As fast as the wind, travelling underground

Minsk underground, Belarusian produced trains, electronic card tickets and new platform doors on third line
By Natalia Sokolova

Next year, Minsk residents will bid farewell to traditional tickets, using electronic cards instead, explains Rostislav Yurenya, the Chief of Minsk Underground. He notes, “We aspire to making entrance to the underground easier. Next year, we’ll introduce a universal electronic card for the underground and buses. Cards will be reloadable at underground stations, via self-service terminals. We’ve begun work and just need chips for the cards.”

Mobile phone payments
Two underground stations are already equipped with experimental terminals, whereby card tickets can be loaded with credit via SMS. Mr. Yurenya cannot say when the service will roll out city-wide but emphasises that the underground is greatly subsidised, with fares paying just 44 percent of the actual cost: less than half.

Transcriptions to aid understanding
On the eve of the World Hockey Championship, the capital’s underground stations are each being given a unique number, with their Belarusian names written in Latin script. Mr. Yurenya tells us that place names across the Minsk underground will be given in Latin, to help visitors navigate. He notes, “The State Committee on Property has decided that there’s no need to translate place names into English, but we do need to use the Belarusian Latin alphabet, simply transcribing Belarusian words.”

All work will be complete in time for the World Hockey Championship in 2014, with signs at Nemiga, Kupalovskaya and Oktyabrskaya stations already changed. Streets, squares and public gardens will receive the same treatment, while key cultural and social sites — such as hospitals, railway stations and theatres — will also receive an English translation.

Without stuffiness or noise
The underground is set to run trains made in Belarus, as Mr. Yurenya tells us. “By the first quarter of 2014, we should see an experimental five-carriage set, produced in Gomel.

Point-per-instance localization material
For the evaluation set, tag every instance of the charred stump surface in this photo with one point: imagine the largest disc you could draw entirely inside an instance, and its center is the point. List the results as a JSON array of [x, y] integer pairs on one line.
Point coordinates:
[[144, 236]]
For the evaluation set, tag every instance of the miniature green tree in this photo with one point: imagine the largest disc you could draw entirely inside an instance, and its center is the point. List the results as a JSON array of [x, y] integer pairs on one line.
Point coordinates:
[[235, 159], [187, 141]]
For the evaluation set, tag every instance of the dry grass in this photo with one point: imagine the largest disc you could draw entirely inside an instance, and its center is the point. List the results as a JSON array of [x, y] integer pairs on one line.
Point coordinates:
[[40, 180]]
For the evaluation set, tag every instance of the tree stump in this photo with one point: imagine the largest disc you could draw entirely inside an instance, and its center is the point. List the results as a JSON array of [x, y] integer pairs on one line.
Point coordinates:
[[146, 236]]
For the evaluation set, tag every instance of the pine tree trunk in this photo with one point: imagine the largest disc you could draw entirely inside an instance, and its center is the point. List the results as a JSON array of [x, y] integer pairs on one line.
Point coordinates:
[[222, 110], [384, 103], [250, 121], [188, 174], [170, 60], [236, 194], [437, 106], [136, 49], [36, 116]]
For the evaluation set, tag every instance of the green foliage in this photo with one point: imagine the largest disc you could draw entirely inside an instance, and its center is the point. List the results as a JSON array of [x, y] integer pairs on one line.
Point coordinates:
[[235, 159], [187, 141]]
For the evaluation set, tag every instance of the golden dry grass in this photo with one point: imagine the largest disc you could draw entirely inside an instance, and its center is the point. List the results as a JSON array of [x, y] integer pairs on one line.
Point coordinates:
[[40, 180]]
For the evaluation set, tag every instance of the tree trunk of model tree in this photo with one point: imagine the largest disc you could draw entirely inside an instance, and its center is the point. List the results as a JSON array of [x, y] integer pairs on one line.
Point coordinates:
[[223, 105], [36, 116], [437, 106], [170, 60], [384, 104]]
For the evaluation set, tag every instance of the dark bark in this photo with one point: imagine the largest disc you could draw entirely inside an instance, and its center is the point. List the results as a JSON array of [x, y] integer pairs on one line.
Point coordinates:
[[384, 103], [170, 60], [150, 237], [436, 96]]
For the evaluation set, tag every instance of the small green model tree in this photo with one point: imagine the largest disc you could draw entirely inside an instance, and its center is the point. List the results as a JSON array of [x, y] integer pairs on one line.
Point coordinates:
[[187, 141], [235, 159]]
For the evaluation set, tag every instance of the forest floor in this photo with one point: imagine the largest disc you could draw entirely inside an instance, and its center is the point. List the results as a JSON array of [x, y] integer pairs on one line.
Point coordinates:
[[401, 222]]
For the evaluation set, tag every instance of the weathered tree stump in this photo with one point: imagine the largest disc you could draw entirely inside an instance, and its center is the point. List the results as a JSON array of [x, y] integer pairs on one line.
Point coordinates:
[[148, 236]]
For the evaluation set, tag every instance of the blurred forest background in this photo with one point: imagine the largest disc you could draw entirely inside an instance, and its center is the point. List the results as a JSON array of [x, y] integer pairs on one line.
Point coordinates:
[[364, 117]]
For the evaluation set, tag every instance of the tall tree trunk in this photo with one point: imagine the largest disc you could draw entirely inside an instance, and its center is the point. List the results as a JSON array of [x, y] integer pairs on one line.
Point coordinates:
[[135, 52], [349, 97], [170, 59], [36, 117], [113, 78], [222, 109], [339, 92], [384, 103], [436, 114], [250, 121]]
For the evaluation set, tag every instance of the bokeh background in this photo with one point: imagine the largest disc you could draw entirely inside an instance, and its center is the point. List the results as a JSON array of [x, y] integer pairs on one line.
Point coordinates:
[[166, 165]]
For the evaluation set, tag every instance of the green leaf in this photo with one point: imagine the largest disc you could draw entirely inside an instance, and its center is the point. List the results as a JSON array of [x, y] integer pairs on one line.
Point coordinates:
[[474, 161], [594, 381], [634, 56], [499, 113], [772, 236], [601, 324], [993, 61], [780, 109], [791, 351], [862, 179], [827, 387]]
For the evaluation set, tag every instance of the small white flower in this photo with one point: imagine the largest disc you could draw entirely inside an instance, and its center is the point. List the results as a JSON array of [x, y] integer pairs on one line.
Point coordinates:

Exercise aim:
According to the article on the Minsk underground, what percentage of the actual cost do fares cover?

Exercise output:
44 percent